REQUIRED WORK
A. In the passage on sports psychology careers, what can a person who is unlicensed or holds only a master's degree still do?
B. Write the next part of the passage on sports psychology careers, starting after its last sentence.

PAGE EXTRACT
Though executives and other high-achieving professionals in the corporate world may not be attempting to score goals or shoot hoops, the metaphorical home runs they are trying to hit in the office can create a similarly competitive environment that results in some of the same challenges faced by elite athletes. Consequently, many of the principles sports psychology professionals are trained in translate well to the corporate setting.
As with a formal sports psychologist role, you will need to complete a doctoral-level degree and obtain a psychology license in order to practice as a performance psychologist. However, if you are not licensed or only have a master’s degree, you can still work in a consultant capacity.
Are you a current or aspiring member of the armed forces? A sports psychology degree could offer very practical applications for your career.
“A lot of our students are military,” Castillo says. “They take the principles that we teach in performance enhancement in the sport psychology program back to their active duty military units.”
From examining the psychological factors that influence physical performance to learning techniques for reducing anxiety, completing a sports psychology program can help not only to improve your performance as a member of the armed forces — it can equip you to encourage others to perform their best as well.

(Dataset rows)
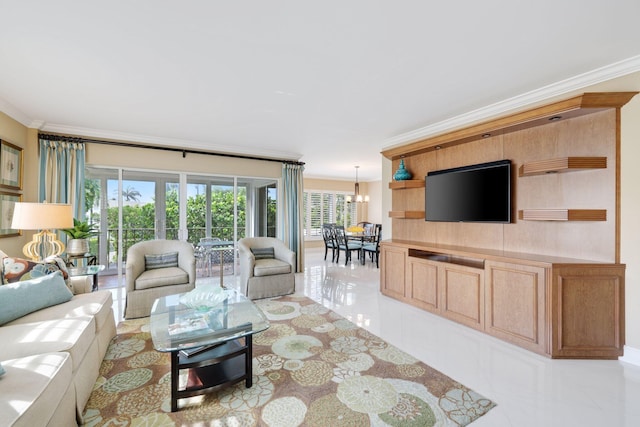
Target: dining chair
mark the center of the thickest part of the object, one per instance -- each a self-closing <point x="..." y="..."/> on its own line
<point x="345" y="245"/>
<point x="328" y="236"/>
<point x="373" y="247"/>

TASK-BY-TASK RESULTS
A. Work in a consultant capacity.

B.
However, you do not need to be on active duty with the military to work in this field after completing a sports psychology degree. Because members of the armed forces operate under many of the same conditions as professional sports — experiencing high stress, physical demands, and necessitated periods of intense concentration — many professionals have found that hiring sports psychology consultants can help units perform better on the job.
In fact, Castillo herself worked as a sport psychology consultant at the United States Military Academy at West Point for nine years before joining the teaching faculty at National University. In addition to her own experience, she reported that the U.S. Army is currently a leading employer of sports psychology professionals, with members of the field employed at military bases both in this country and abroad.
Launching Your Sports Psychology Career
Interested in pursuing one of the many exciting career possibilities available in the field of sports psychology? Now is an opportune time to get started, Castillo reports.
“The field of sport and performance psychology is growing and it’s growing at a much faster rate than we’ve ever seen,” she says. “The impact of the work of psychologists has really been seen and felt, particularly in the military, as well as in professional and Olympic sports.”
What does that translate to? More opportunities and jobs for professionals with the right skills and training and a passion for helping others achieve their highest level of performance.
“We’ve really made a huge impact when you look at hiring percentages,” Castillo says. “The number of jobs that are out there is growing. More hiring managers in diverse areas of employment are looking at sport and performance psychology graduates.”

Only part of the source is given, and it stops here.